__WORK TO DO__.
Repeat all the data below with every "Drop" switched to "Place" and nothing else changed. Omit the pictures from your answer.
-- START RECORDS SHOWN --
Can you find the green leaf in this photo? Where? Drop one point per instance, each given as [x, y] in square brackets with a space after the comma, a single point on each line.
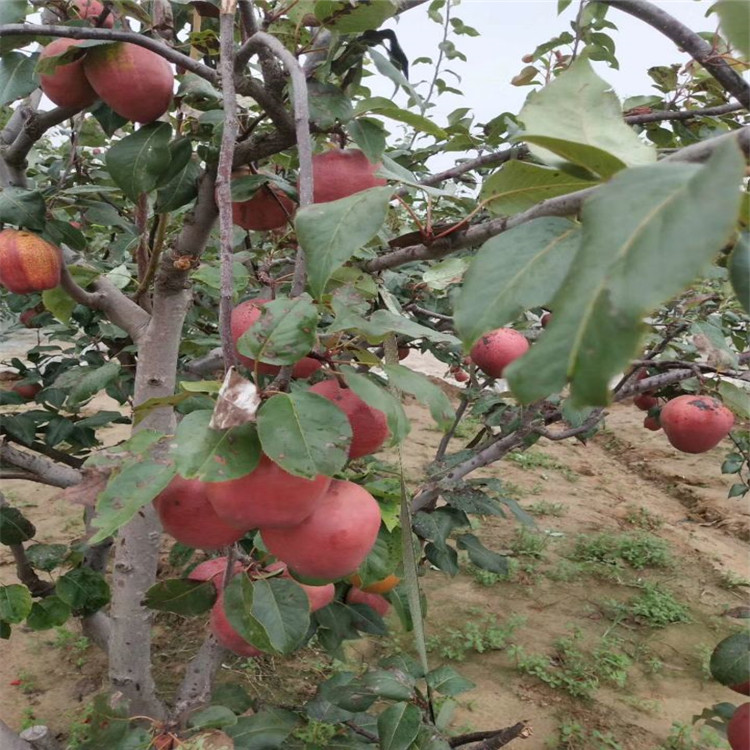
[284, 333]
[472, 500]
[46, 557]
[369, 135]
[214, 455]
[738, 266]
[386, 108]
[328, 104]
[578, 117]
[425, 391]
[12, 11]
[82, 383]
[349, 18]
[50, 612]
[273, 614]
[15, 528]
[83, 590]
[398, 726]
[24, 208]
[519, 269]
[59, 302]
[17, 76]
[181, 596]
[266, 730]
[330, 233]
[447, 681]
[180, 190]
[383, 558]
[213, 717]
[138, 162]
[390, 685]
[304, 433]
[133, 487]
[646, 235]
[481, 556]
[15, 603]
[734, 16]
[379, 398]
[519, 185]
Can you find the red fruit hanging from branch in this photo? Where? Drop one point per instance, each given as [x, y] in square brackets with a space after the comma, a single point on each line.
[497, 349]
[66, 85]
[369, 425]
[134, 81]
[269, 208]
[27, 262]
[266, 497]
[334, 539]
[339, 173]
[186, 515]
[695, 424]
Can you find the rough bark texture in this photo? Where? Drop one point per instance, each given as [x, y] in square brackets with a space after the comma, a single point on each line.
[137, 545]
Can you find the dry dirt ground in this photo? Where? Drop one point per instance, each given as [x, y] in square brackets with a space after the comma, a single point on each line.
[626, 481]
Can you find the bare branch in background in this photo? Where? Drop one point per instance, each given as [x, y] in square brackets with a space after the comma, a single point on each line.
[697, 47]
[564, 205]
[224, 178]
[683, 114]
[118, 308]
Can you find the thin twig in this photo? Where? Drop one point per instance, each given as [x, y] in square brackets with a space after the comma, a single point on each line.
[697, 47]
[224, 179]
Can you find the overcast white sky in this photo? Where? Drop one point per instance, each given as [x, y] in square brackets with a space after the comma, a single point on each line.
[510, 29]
-- END RECORDS SHOWN --
__SOLVED PROBLEM__.
Can you find the green leaf in this photo? Where? Place one point per instance, each given as [x, y] in square brackets with a space after the comma, a single point on each line.
[284, 333]
[472, 500]
[46, 557]
[369, 135]
[214, 455]
[738, 266]
[386, 108]
[328, 104]
[578, 117]
[425, 391]
[12, 11]
[82, 383]
[349, 18]
[50, 612]
[273, 614]
[15, 528]
[83, 590]
[398, 726]
[24, 208]
[519, 269]
[59, 302]
[17, 76]
[181, 596]
[266, 730]
[330, 233]
[447, 681]
[180, 190]
[383, 558]
[213, 717]
[138, 162]
[390, 685]
[304, 433]
[133, 487]
[646, 235]
[481, 556]
[15, 603]
[734, 16]
[379, 398]
[519, 185]
Can you find the red fruit hanging from branch in this photo? Where? Place one point per instance, each given as [x, y] in square brackets with a space after the comma, a single point on each line.
[497, 349]
[66, 85]
[369, 425]
[134, 81]
[269, 208]
[27, 262]
[266, 497]
[334, 539]
[339, 173]
[186, 515]
[695, 424]
Can you find the rough bark texture in this photo? Where? Place one point per instance, each given as [x, y] in square brackets with a space after the comma, a single point on each line.
[137, 545]
Can you find the dry dirt ground in this photo? Where? Place one point per instance, each given as [x, y] in square brackets with a space after the comma, a single point on each line.
[626, 481]
Can you find the bare branch in background in this photo? Where? Place one point per instance, each given as [x, y] in square brackets with a space after the comma, a single point on each line.
[697, 47]
[564, 205]
[224, 178]
[683, 114]
[118, 308]
Can you find the thin twig in this photo? Where? Place one point per instance, each given as [x, y] in square brackets with a space after the comma, a single point on each line.
[697, 47]
[224, 179]
Can you find the overcast white sky in this photo? Where? Place one point per instance, each given as [x, y] in square brackets with a space after the comma, a single point on each line.
[510, 29]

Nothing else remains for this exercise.